[Entries from a point annotation set]
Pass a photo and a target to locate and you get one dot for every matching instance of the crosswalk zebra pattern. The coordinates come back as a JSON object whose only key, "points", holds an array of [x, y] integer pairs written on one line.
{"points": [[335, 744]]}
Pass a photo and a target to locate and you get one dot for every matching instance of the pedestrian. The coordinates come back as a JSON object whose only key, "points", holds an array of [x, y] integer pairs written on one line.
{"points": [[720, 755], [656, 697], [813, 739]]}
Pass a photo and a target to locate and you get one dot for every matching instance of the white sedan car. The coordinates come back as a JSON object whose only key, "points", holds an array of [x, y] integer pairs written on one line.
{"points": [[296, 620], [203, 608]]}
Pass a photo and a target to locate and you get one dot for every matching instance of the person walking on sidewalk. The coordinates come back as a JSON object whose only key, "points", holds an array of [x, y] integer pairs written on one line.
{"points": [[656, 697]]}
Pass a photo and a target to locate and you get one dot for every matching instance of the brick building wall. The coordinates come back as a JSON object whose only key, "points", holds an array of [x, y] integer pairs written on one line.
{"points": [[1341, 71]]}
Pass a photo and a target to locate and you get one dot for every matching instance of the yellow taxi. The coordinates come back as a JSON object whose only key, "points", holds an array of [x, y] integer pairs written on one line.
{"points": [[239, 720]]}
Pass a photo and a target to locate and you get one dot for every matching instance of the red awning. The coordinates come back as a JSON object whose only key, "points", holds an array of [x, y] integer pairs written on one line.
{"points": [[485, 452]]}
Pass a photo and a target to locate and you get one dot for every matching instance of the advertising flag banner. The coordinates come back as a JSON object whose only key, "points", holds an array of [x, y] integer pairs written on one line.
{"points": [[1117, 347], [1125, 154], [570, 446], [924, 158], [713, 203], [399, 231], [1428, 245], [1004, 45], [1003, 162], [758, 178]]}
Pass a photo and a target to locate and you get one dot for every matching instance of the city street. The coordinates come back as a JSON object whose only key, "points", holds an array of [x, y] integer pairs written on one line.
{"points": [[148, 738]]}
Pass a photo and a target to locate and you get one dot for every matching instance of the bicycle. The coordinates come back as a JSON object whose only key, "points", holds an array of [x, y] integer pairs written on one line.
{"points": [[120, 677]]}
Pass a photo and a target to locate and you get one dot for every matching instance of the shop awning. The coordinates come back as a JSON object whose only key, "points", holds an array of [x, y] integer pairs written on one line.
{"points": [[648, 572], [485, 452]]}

■ Goal
Write out the entries above word for word.

■ Result
Pass a photo and a target to locate and you get one dot for every matching instance of the crosswalk zebra pattern. The coordinates come back as a JSON object whose only key, "points", holds an array of [x, y] integer pairs written on one line.
{"points": [[335, 744]]}
Pass a photo and a target to locate and you get one dot for every matching instance of the pedestrian. The coordinates come back as a JSON object whose only key, "points", holds an array of [x, y] integer pairs written on one line.
{"points": [[720, 755], [656, 697], [813, 739]]}
Pass a photo and a target to locate and you get one dot for every matching instance of the white sedan car. The coordinates come back as a JSON object whose only key, "points", holds an array of [x, y] integer pairs written on one line.
{"points": [[296, 620], [203, 608]]}
Pass a photo and a target to locate and you get one dot for every matching instance of the person walking on sidewalk. The coordinates come back as a JSON object whose only key, "points", holds an array of [x, y] integer pairs written on one line.
{"points": [[656, 697]]}
Pass a photo and a target to locate and you get one dot for every matching instance of the brick building wall. The coordinates come back as a JSON object whose only key, "points", holds an array of [x, y] integer pairs written on one line.
{"points": [[1341, 71]]}
Pass a photo and a target to locate and you get one dot for every matching instance of the yellow taxi. The coordinates come back as a JSON object whose only key, "points", holds an array of [x, y] integer pairs written on one line.
{"points": [[239, 720]]}
Pass a photo and a target to locate and you get one dot for every matching instance of the red awning. The coordinates come back as a JSON object whose only key, "points", holds an array of [x, y] integer pairs written on one line.
{"points": [[485, 452]]}
Pass a photo and a target to locate and you get one dot for every matching instance of the advertising flag banner. The coordinates come back as a JSON object whose only key, "points", holds an array of [x, y] integer pairs written on one line.
{"points": [[1117, 347], [1125, 154], [570, 446], [924, 158], [713, 203], [399, 231], [1428, 245], [1004, 45], [1003, 162], [758, 178]]}
Pass a photo and a target to locate and you get one dot for every matching instance of the city street. The coordinates come back as a JSON object whose only key, "points", holds an array of [x, y] integer pairs written on one line.
{"points": [[148, 738]]}
Pass a photo and a target to locate and you get one dot for every matching instance of the bicycle. The coordinates come back as a JSON object whose only key, "points", holds an array of [x, y] integer pairs written on one line.
{"points": [[120, 677]]}
Pass a photo and a target to locate and you get one dot for every matching instance of the shop awning. The coordinates come back as a JSON object whose only key, "points", holds an array of [x, y] integer pairs written on one line.
{"points": [[648, 572], [485, 452]]}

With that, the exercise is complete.